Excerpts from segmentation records

────────────────────

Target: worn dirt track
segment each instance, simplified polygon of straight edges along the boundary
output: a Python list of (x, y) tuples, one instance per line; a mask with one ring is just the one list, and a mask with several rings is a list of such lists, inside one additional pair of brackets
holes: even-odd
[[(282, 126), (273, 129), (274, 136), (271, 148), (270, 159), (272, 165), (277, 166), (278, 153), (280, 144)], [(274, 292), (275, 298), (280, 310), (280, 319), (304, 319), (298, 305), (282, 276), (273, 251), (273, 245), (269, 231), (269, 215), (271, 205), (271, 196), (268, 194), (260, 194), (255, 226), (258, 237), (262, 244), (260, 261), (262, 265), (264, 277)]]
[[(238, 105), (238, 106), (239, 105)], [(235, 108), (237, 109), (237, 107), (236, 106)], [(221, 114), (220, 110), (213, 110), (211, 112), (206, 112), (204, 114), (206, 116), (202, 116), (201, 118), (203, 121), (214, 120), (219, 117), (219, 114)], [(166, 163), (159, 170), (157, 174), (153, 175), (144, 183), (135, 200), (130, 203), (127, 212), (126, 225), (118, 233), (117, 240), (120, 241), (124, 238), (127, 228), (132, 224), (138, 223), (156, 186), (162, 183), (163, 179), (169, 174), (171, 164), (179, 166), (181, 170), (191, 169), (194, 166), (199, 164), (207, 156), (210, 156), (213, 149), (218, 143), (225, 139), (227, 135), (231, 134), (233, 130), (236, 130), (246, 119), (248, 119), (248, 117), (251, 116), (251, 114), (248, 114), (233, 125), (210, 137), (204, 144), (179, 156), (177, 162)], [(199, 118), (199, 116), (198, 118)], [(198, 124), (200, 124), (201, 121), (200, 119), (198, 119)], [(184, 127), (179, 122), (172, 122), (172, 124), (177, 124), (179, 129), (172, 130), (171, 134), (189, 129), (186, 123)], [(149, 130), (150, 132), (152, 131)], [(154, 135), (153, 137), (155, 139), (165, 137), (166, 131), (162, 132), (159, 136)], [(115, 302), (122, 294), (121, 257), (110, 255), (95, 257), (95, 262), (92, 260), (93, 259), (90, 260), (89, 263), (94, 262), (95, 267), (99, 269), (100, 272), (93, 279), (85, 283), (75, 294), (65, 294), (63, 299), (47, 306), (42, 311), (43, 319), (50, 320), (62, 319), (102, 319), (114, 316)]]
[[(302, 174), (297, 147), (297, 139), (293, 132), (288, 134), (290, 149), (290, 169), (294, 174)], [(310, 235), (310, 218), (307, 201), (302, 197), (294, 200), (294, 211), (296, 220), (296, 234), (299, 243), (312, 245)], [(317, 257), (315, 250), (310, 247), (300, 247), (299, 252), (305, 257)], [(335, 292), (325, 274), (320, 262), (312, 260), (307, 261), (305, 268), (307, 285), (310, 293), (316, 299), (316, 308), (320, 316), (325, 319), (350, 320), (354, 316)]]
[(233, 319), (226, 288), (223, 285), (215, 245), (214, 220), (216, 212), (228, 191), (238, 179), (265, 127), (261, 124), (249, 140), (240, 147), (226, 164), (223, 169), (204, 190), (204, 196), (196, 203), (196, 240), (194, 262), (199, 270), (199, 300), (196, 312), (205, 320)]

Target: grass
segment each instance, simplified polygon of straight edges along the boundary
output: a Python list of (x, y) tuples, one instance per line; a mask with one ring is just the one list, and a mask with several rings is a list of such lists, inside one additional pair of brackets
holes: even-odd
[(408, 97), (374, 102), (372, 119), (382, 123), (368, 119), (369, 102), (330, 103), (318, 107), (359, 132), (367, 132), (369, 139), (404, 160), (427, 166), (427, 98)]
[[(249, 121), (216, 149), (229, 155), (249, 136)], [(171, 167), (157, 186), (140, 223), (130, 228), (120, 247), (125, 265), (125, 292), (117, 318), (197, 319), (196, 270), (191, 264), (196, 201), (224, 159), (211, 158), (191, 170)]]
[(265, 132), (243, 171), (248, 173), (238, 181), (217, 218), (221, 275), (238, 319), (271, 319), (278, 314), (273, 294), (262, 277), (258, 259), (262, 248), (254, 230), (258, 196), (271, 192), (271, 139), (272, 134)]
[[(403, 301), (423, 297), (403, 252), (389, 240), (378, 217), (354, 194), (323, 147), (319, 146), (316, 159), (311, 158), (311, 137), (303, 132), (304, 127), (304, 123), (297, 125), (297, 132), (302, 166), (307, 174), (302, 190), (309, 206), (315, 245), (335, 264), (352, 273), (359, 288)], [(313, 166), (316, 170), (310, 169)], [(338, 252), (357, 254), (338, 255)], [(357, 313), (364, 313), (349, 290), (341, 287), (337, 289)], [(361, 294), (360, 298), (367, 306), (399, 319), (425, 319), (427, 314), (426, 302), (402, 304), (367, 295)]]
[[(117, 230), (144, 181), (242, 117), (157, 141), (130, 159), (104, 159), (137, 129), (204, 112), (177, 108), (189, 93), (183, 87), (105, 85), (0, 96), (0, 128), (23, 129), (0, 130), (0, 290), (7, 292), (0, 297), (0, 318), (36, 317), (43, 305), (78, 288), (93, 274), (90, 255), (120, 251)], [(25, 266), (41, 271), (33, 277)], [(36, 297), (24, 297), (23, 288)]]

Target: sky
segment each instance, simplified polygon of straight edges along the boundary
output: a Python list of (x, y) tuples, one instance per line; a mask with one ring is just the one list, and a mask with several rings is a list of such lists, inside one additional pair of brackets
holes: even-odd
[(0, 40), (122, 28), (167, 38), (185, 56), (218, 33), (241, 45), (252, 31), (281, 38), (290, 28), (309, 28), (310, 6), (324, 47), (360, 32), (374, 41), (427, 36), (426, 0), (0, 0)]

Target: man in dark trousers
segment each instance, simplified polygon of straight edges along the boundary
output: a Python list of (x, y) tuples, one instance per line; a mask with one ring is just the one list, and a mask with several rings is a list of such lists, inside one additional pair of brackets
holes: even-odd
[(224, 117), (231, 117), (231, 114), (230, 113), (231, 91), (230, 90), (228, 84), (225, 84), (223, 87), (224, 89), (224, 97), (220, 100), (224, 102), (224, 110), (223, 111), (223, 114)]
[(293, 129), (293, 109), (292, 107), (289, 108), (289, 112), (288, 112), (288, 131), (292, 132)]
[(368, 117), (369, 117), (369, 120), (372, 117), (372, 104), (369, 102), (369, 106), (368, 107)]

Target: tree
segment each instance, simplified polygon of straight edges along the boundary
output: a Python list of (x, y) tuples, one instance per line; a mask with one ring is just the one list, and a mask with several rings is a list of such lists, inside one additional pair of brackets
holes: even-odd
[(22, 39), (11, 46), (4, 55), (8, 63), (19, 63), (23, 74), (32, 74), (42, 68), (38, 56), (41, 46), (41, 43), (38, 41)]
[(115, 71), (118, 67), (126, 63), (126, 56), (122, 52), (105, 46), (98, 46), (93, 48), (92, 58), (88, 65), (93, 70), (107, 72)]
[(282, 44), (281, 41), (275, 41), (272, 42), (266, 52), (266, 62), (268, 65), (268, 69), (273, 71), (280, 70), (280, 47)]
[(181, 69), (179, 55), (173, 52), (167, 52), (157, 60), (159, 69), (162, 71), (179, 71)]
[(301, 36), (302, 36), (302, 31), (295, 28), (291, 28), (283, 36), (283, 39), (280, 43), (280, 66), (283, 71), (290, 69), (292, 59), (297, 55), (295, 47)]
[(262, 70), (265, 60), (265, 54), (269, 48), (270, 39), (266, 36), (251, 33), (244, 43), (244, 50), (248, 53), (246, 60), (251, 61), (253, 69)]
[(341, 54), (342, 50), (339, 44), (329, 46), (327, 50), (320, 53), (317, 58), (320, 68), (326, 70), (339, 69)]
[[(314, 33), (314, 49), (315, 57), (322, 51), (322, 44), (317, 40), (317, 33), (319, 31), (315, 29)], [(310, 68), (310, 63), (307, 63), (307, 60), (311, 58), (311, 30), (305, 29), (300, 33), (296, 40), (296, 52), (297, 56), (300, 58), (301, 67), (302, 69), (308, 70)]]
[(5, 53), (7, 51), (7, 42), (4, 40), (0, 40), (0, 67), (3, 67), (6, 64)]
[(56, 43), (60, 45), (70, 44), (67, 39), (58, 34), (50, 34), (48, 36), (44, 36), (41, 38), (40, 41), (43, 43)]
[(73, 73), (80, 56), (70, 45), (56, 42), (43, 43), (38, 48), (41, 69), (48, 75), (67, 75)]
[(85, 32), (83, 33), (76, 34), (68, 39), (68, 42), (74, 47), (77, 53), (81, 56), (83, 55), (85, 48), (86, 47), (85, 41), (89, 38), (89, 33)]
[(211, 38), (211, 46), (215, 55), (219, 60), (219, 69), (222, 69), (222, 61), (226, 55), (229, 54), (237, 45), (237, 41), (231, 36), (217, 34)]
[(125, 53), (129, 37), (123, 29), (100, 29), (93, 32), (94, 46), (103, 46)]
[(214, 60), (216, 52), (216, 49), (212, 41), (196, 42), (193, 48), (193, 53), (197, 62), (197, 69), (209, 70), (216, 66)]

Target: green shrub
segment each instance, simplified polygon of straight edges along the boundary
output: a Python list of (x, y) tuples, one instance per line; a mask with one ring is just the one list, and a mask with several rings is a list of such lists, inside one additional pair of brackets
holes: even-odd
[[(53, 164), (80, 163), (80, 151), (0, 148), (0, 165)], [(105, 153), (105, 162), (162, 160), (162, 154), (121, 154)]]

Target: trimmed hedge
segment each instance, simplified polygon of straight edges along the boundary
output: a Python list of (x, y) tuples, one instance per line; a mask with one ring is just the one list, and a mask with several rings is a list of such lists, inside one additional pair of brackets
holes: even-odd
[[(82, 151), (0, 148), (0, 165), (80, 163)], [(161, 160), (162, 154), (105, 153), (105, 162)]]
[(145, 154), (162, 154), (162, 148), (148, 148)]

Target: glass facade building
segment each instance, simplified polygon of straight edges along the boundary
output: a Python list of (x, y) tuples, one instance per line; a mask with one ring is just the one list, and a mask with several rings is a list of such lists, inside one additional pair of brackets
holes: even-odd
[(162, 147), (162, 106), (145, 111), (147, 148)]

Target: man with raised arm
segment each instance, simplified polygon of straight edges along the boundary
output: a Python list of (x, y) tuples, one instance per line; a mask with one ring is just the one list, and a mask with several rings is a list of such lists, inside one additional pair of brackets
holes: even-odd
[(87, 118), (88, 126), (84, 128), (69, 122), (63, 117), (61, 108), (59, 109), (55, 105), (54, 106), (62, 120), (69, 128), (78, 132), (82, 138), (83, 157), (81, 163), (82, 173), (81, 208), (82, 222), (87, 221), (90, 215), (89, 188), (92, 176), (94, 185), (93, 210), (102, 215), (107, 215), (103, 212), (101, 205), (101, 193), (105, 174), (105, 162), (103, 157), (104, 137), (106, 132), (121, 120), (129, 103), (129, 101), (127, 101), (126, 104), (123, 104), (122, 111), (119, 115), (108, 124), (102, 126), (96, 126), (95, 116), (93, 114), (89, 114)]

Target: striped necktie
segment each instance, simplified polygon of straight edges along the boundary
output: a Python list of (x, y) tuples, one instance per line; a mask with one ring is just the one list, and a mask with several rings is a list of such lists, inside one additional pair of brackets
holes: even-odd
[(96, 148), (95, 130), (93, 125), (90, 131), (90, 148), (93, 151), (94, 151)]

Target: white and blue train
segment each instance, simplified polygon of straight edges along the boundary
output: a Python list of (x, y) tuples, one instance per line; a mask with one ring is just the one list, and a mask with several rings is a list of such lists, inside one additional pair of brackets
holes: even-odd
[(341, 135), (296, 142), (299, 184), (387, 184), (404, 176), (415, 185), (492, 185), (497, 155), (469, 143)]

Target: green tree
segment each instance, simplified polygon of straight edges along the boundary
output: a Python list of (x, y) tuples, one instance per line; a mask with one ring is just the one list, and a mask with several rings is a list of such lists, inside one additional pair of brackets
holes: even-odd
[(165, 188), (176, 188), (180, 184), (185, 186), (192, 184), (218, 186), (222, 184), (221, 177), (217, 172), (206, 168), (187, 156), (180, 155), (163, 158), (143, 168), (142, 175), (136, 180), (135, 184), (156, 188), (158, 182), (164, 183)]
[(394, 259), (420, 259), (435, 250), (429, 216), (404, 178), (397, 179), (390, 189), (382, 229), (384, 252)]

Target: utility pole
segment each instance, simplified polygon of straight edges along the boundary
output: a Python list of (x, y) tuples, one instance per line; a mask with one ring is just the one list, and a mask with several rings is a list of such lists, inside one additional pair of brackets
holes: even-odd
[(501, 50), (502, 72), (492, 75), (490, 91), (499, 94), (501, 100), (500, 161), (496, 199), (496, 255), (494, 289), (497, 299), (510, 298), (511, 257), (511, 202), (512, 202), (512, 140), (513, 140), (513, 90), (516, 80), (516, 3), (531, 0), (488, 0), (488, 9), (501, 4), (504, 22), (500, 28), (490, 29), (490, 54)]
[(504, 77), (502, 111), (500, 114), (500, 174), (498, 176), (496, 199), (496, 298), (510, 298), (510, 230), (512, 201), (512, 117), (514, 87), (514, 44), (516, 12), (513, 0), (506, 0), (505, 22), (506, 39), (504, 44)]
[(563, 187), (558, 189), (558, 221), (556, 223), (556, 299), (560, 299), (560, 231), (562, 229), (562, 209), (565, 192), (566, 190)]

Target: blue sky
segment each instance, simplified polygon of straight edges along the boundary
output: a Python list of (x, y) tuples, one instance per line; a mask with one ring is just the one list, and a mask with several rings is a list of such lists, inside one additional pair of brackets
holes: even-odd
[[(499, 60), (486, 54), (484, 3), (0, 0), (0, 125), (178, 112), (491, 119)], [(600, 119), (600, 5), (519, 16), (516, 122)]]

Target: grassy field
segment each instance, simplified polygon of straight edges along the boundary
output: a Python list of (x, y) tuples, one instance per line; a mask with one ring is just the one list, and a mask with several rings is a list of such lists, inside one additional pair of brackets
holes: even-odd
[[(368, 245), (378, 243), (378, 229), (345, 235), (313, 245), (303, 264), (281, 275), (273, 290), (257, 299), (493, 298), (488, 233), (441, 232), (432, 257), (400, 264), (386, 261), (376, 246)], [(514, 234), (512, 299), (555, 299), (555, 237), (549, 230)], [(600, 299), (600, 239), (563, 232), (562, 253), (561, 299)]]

────────────────────

• _WHAT YOU ARE ASKED TO DO_: Please reproduce word for word the stretch from the start of the records through the line containing "265), (264, 277)]]", including both ends.

• _EXERCISE ANSWER_:
Target: worn dirt track
segment each instance, simplified polygon of straight edges along the boundary
output: a Python list of (x, y) tuples, one instance per line; a mask with one ring is just the one list, and a mask with several rings is a list of such lists, inside one additional pair of brackets
holes: even-odd
[[(282, 126), (273, 129), (274, 136), (271, 148), (270, 159), (272, 165), (277, 166), (278, 153), (280, 144)], [(274, 292), (275, 298), (280, 310), (280, 319), (304, 319), (298, 305), (282, 276), (273, 251), (273, 245), (269, 231), (269, 215), (271, 205), (271, 196), (268, 194), (260, 194), (255, 226), (258, 237), (262, 244), (260, 261), (262, 265), (264, 277)]]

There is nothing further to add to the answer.